◆ Passage for review ◆
- Opening Delimiter -
Uprooting Ill Health II. Screening of a film by Eva Egermann and Cordula Thym — C-TV (If I Tell You I Like You...)
with a discussion with Eva Egermann and Kateřina Kolářová
Language accessibility: English
Free entrance
Screening of the film C-TV (If I Tell You I Like You...), about a fictitious inclusive TV show, by Austrian directors Eva Egermann and Cordula Thym. The screening will be followed by a discussion with academic Kateřina Kolářová.
C-TV (If I Tell You I Like You...) is a speculative TV station that questions heteronormative and ableist norms of repressive societies and seeks multifaceted politics and aesthetics of radical inclusion and accessibility. Hosted by a hamster named Heidi, the film imagines what the TV of the future could be. It creates a space for queer and crip individuals to share their ways of living and struggling.
The screening of the film will be followed by a conversation between Eva Egerman and Kateřina Kolářová on crip horizons, politics of (dis)ability, and crip time. The authors will speak about how heteropatriarchal societies such as Austria and Czech Republic have instrumentalized the notions of health, skill, and ability to close off spaces for those who are sick, crip, and queer.
The event zooms in on the political economy of health – the ways how bodies grow sick and exhausted under the contemporary conditions of capitalism. What is the political context that enables treatments, medications, and therapies so expensive that health becomes a commodity? As many health and crip activists demand full access to health, we wonder how ill health can become a common ground from which to struggle against exploitation. How can we, unhealthy and exhausted, organize and strike? The event is split into two parts: This second part is focused on the politics and aesthetics of accessibility, crip horizons, and crip time.
- Closing Delimiter -
◆ Given entries ◆
- Opening Delimiter -
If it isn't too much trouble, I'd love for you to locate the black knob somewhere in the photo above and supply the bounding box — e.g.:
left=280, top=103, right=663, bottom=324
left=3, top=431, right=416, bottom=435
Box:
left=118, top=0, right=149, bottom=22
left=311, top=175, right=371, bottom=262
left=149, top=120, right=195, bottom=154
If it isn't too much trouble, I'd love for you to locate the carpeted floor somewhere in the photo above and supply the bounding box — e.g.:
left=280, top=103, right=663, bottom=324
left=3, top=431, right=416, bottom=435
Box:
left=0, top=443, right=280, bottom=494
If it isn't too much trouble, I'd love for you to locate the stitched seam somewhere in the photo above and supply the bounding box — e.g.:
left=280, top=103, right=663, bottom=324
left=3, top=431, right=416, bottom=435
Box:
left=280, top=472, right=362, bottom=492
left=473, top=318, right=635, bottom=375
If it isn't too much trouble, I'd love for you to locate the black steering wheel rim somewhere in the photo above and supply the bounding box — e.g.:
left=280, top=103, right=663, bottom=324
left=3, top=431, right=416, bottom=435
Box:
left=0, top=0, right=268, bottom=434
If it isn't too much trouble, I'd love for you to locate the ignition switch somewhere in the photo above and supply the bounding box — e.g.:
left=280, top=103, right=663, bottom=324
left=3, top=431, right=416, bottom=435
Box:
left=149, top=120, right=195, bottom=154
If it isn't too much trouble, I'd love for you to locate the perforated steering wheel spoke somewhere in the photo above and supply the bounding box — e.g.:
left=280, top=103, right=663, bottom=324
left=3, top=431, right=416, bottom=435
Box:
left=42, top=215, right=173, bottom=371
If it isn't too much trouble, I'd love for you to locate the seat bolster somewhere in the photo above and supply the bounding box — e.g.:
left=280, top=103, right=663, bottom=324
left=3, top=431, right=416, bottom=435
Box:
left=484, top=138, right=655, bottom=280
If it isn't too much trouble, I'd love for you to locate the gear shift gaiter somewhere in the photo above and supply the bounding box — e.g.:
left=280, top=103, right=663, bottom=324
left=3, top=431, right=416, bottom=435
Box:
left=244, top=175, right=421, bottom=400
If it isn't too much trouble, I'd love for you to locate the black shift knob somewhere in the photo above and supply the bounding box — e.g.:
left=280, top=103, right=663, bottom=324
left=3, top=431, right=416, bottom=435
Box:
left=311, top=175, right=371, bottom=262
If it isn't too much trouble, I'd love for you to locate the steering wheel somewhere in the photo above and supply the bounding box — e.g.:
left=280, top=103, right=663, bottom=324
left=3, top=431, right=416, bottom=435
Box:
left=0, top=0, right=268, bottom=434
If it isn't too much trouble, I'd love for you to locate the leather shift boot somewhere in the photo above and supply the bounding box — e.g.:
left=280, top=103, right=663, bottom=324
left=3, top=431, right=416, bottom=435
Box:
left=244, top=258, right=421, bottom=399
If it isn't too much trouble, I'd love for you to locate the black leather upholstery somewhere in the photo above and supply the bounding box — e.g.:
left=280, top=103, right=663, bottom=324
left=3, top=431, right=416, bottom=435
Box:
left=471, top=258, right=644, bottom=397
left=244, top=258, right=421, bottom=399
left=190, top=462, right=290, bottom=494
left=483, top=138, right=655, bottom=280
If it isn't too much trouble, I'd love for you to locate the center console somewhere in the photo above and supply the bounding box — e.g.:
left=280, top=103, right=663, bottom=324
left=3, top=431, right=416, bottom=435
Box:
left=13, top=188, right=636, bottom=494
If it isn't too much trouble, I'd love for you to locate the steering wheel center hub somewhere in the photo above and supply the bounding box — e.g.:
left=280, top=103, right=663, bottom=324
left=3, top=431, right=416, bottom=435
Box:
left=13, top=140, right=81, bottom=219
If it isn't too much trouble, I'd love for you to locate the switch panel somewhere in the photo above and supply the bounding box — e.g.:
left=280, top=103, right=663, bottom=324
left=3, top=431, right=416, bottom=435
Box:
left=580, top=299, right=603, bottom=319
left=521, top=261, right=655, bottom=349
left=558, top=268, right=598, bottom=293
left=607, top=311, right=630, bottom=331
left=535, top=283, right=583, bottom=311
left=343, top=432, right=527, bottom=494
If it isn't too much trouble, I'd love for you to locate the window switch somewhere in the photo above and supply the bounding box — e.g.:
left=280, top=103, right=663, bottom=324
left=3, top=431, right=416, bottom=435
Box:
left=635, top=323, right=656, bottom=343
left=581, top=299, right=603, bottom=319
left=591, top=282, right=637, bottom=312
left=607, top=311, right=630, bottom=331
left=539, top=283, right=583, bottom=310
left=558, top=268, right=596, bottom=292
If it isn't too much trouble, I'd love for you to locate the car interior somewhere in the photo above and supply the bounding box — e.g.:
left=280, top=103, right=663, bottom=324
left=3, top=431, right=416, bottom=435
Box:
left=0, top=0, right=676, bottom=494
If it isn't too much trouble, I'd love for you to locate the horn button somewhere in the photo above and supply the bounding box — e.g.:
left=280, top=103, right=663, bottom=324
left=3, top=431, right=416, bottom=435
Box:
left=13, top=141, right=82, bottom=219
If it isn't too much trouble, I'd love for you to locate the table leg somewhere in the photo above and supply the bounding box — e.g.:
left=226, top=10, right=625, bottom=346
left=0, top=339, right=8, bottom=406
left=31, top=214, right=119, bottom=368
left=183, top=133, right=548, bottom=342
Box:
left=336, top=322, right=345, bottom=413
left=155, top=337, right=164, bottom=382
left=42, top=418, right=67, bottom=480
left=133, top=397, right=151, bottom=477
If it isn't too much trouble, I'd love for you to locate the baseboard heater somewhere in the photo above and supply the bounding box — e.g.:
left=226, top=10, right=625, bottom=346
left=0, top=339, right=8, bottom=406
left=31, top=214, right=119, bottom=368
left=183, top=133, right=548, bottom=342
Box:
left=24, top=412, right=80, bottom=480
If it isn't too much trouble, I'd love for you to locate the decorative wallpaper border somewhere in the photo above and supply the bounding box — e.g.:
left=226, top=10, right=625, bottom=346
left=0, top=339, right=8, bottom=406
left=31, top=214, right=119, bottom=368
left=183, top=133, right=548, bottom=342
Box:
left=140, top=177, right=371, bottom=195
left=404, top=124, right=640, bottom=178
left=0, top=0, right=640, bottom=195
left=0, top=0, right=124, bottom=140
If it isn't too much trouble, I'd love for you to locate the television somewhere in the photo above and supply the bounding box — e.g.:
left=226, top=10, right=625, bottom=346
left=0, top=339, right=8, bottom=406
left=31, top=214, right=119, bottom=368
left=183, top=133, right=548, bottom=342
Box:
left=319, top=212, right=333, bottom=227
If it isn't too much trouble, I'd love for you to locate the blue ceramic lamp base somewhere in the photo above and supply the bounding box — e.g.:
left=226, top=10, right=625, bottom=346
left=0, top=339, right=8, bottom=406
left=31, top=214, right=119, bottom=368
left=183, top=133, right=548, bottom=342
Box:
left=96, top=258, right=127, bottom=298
- Closing Delimiter -
◆ What is expected ◆
Output an exact copy of the part of the event description that starts at "Uprooting Ill Health" and ends at "academic Kateřina Kolářová.".

◆ Worked solution ◆
Uprooting Ill Health II. Screening of a film by Eva Egermann and Cordula Thym — C-TV (If I Tell You I Like You...)
with a discussion with Eva Egermann and Kateřina Kolářová
Language accessibility: English
Free entrance
Screening of the film C-TV (If I Tell You I Like You...), about a fictitious inclusive TV show, by Austrian directors Eva Egermann and Cordula Thym. The screening will be followed by a discussion with academic Kateřina Kolářová.